> Task goal: According to the patient case text below, what did the blind bronchoscopic aspirate sample taken on day 7 show?

> Text shown:
On day 7, he was seen by an infectious disease specialist for hospital-acquired infection. Although he did not have cough, crackles on the left lower zone of his lung were detected and intravenous piperacillin/tazobactam (4.5 g four times daily) was started for hospital-acquired infection and cyclosporine was stopped. An abdominal ultrasound was unremarkable, but a chest X-ray showed haziness of right and left lower zones. Within 24 h, his respiratory function deteriorated markedly, with tachypnea and arterial hypoxia, and he was transferred to an intensive care unit and ventilated. The patient continued to have spiking fever and died as a result of sepsis with multiorgan failure after 4 days in the intensive care unit. Multiple blood cultures were negative. A blind bronchoscopic aspirate sample taken on day 7 showed Corynebacterium species, coagulase negative Staphylococcus, and Candida species.

> Data supplied:
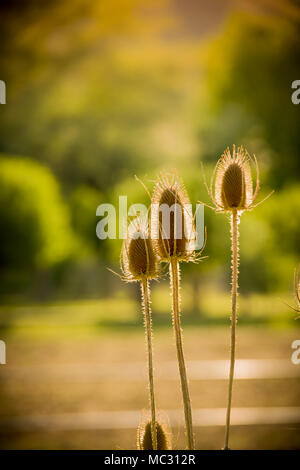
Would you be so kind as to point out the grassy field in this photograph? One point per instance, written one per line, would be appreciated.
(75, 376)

* * *

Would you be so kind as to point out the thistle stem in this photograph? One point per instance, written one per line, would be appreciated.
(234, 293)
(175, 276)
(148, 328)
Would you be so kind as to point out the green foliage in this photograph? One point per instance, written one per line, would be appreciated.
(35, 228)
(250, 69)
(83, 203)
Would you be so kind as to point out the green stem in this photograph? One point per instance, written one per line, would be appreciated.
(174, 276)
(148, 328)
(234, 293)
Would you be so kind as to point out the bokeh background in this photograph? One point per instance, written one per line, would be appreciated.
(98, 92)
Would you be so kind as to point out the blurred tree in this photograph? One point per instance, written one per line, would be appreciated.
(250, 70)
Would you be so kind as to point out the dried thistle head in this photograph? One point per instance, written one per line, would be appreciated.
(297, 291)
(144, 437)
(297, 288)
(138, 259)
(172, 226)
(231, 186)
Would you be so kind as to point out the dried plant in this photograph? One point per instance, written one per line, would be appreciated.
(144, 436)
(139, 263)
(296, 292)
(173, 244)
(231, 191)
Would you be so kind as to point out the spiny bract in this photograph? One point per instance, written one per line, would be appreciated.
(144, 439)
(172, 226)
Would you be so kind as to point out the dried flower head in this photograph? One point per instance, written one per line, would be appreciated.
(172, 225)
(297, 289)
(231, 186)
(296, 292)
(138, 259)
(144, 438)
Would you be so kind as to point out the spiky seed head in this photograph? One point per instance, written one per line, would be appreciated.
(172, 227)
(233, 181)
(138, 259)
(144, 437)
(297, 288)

---

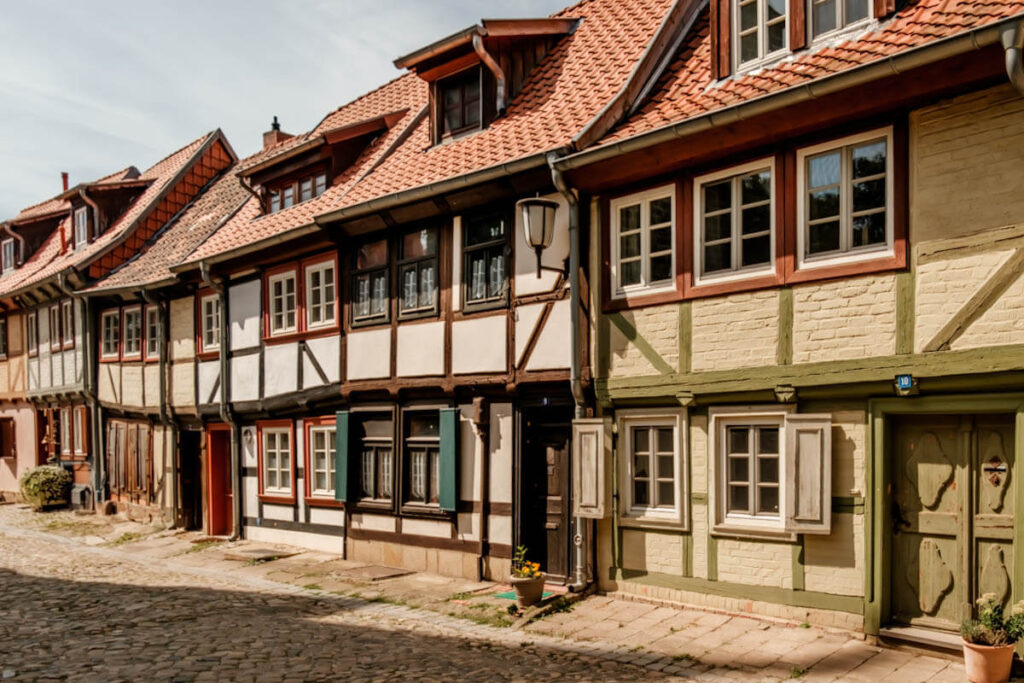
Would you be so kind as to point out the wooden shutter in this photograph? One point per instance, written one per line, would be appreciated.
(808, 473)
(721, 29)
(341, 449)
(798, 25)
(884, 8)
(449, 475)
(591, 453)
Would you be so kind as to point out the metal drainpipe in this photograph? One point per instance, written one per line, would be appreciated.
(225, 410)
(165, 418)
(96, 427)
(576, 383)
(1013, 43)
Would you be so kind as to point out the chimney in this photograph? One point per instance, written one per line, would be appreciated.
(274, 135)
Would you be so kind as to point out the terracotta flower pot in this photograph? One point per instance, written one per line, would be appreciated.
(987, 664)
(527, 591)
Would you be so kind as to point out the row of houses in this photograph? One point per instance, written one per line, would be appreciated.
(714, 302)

> Solution for this exercise: Corynebacterium species, coagulase negative Staphylococcus, and Candida species.